**TRECHO DO DOCUMENTO**
——
Assim, a composição do enredo é parte essencial da tragédia, pois remete diretamente à construção dos personagens, ao pensamento introduzido, à elocução, ao espetáculo visual e à composição do canto (PINHEIRO, 2015); Ademais, a tragédia é dividida em partes: prólogo, episódio, êxodo, canto de coro (dividido em páromo e estásomo) (ARISTÓTELES, 2015, p. 109). O que faz um bom trabalho de representação de uma ação trágica é sua inserção nas partes (começo, meio e fim) que são conectadas de maneira apropriada e coerente no todo (PUCKER, 2016a).

Nessa formatação, a tragédia é um modo determinado de aniquilamento iminente ou consumado, sendo um modo dialético. De sua mimesis e etapas percebe-se o trágico como o declínio que parte da unidade de opostos, com a transformação de algo em seu oposto no decorrer dessas ações e etapas. Ao final, esse declínio deixa uma ferida incurável, que não pode ser resolvida ou curada de maneira imanente ou transcendente (SZONDI, 2004, p. 85).

Hegel também nos fornecerá a primeira interpretação materialista da tragédia, pois encontrou no trágico o modelo materialista deste gênero poético, entendido pelo filósofo como um modelo de expressão social, na qual a Poética de Aristóteles é dependente de uma ideia sobre conflito, que forma uma inesperada fundação para o entendimento desta como uma teoria narrativa. A teoria da tragédia de Hegel irá se ater a noção de que história e discurso, tempo do homem e tempo dos deuses, sempre irão surgir como dois aspectos conflituosos presentes em um mesmo cenário (PUCKER, 2016b), como explica Thibodeau,

Para Hegel, a tragédia grega exprimiu, de modo exemplar, a solução ao problema político por excelência, que é aquele das relações entre a universalidade e a particularidade, entre o Estado e os indivíduos, cumprindo a tarefa da filosofia em realizar o absoluto, o processo absoluto como Estado Racional (2015, p. 104).

O trágico, como conflito cujo sacrifício conciliador, aos olhos de Hegel, é solucionado com uma ética absoluta (Ibid, 2015, p. 97). No exemplo que trabalhamos nesta pesquisa enquanto objeto, a obra Édipo Rei, percebemos essa relação admitida quando o protagonista tenta negar a destruição de seu momento particular e familiar, causada pelo incesto e assassinato desconhecidos, assim tentando pertencer ao universal, porém cujos atos tornam-no um criminoso.
——
[Dados extraídos]
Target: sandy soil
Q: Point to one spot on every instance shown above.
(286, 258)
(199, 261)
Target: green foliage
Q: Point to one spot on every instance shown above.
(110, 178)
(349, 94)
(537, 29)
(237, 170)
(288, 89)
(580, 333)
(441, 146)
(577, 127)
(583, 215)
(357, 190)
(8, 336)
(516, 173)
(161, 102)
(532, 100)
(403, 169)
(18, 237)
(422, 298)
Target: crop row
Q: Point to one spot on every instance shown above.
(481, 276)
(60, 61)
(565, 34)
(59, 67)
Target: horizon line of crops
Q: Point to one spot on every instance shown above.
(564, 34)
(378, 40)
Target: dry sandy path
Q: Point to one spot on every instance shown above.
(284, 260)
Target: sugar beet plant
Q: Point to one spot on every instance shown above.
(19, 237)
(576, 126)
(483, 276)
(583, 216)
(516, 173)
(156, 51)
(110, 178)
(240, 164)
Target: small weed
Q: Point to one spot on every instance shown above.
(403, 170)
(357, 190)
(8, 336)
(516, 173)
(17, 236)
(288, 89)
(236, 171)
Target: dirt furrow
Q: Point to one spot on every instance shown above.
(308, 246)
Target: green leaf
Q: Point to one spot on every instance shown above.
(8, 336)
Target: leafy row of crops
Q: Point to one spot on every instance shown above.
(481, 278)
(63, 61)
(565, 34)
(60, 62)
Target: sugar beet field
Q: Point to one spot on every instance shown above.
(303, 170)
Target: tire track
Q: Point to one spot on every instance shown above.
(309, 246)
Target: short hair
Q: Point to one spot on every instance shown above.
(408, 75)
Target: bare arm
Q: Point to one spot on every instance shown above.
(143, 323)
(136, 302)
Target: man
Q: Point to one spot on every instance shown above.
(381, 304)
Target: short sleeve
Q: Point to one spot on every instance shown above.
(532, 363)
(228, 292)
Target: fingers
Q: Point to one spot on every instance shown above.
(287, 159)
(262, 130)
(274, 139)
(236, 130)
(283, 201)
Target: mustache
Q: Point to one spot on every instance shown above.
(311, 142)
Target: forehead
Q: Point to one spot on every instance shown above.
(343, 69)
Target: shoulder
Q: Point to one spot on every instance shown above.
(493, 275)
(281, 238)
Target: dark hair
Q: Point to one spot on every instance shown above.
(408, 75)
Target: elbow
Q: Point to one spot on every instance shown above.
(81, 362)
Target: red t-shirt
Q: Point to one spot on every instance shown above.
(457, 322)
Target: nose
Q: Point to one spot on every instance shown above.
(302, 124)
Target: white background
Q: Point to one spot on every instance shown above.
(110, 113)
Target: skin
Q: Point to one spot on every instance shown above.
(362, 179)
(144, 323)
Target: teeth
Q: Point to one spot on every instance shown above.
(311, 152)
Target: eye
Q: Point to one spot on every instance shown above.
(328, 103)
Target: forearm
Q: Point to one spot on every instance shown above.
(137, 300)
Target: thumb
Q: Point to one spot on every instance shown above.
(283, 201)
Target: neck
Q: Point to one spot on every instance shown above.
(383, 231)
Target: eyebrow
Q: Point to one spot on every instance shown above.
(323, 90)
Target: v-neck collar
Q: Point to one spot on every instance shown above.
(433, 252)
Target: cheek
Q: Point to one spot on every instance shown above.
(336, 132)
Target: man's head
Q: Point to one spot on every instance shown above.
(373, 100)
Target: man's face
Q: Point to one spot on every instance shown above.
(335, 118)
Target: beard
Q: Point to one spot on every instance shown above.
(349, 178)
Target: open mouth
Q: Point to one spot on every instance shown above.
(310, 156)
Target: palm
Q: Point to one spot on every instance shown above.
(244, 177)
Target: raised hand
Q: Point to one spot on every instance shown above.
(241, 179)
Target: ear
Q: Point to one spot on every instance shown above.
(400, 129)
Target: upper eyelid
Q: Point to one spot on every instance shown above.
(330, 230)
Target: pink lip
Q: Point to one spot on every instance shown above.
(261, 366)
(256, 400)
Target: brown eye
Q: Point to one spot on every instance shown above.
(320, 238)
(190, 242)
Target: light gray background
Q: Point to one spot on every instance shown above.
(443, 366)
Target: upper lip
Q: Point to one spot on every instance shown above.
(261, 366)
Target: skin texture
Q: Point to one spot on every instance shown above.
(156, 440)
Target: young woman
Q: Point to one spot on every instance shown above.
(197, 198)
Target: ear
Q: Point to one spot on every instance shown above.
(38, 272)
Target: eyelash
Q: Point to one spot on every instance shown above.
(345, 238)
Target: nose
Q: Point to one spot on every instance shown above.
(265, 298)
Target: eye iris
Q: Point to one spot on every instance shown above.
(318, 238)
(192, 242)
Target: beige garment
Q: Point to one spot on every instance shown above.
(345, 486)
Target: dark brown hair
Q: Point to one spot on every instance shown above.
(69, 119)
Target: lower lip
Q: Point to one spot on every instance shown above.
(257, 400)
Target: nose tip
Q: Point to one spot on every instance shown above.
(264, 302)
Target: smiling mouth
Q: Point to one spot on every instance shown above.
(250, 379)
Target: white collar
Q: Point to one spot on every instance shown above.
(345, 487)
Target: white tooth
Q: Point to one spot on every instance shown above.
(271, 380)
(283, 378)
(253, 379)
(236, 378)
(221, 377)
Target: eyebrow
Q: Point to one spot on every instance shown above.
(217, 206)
——
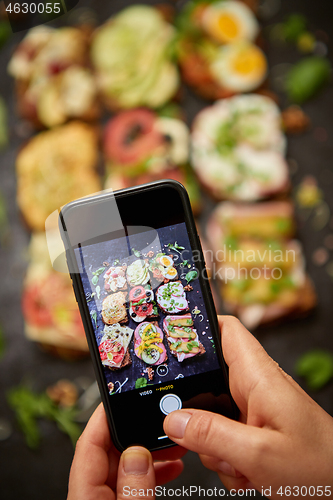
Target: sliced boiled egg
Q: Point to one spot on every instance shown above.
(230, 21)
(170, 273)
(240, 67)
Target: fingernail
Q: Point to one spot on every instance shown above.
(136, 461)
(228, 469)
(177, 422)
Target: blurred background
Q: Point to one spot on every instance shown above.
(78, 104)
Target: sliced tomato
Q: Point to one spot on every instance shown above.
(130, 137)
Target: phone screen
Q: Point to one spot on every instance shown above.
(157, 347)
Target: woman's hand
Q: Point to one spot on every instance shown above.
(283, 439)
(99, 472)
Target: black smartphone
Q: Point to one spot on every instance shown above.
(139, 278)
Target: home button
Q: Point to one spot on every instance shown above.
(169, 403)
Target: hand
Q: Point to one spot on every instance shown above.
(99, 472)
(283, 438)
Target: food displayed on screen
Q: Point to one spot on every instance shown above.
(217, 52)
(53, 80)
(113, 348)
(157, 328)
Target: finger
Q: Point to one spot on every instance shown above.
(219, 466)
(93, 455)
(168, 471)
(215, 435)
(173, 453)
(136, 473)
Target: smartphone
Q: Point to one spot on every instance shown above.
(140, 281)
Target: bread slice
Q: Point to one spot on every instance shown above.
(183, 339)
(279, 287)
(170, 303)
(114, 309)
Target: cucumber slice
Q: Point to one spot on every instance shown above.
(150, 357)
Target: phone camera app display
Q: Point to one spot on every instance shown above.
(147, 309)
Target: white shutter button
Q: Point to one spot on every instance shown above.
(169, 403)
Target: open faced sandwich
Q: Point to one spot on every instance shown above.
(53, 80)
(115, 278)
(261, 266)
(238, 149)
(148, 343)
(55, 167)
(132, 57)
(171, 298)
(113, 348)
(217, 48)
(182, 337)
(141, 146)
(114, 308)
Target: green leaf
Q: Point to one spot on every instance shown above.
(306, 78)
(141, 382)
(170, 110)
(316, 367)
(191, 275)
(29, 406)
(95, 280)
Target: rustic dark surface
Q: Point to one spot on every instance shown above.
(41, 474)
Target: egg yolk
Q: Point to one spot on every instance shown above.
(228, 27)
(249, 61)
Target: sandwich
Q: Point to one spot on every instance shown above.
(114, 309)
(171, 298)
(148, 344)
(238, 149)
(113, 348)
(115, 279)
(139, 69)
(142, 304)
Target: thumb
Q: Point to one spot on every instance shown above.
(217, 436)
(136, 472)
——
**OBJETIVO**
Retome o texto sobre a tragédia em Aristóteles e Hegel e continue a escrita logo depois da última frase.

**RESPOSTA**
O povo de Tebas, que constitui a efetividade da vida ética absoluta, como a totalidade popular que julga, são vítimas da peste por esses crimes, e só se verão livres quando Édipo responder por seus atos. A ideia de Hegel sobre a tragédia é concebida como essa vida ética absoluta, que possibilita ao mundo propor uma solução para a crise profunda que afeta as instituições, oposições e cisões através da reunificação (Ibid, 2015).

Hierarquia dos elementos na Tragédia

Serão brevemente expostos os principais elementos que constituem uma narrativa trágica a partir do que é estipulado na Poética de Aristóteles.

Mito: enredo dotado de finalidade e suscetível a representação cênica, constituído de um começo, meio e fim - nem muito curtos ou extensos - (PINHEIRO, 2015). O enredo é o arranjamento estético das ações, alocando-as em um espaço e em um tempo real ou imaginado e ordenados em uma forma orgânica - começo, meio e fim - que revelam e produzem a relevância das ações trágicas (PUCKET, 2016a, p. 24). A preocupação de Aristóteles com essa divisão das partes serve para que a forma inteira da narrativa seja vista como algo diferente do conteúdo das partes (Ibid, 2016a, p. 31).

Hegel argumenta que uma história dividida em três partes produz uma boa forma narrativa justamente pelo fato de diversas grandes tragédias serem distribuídas nessa estrutura. Em seu pensamento, toda a filosofia gira no eixo da ideia de que, assim como a consciência possui um início, tudo precisa ser entendido nos termos narrativos de começo, meio e fim, como toda história da humanidade (PUCKER, 2016b).

As ações: constituem o ponto central da função e do desenrolar de uma tragédia (ARISTÓTELES, 2015). Peter Szondi (2004, p. 41) ao abordar a ação trágica para Hegel, explica que a ação individual é a maneira com a qual o divino aparece no mundo, sendo esse o tema autêntico da tragédia. Dessa forma, toda ação em geral deve ter uma finalidade determinada que ela executa (HEGEL, 2004, p. 207).

Metabásis: definida como a reviravolta, passagem brusca que transita os momentos do enredo, que leva à comoção emocional, e à catarse final:

modificação que determina a inversão das ações [...] . Por exemplo, o mensageiro no Édipo, que veio para alegrar o rei e livrá-lo da ansiedade a respeito de sua mãe, revelando-lhe seu verdadeiro parentesco, e fez exatamente o contrário (ARISTÓTELES, 2015, p. 106).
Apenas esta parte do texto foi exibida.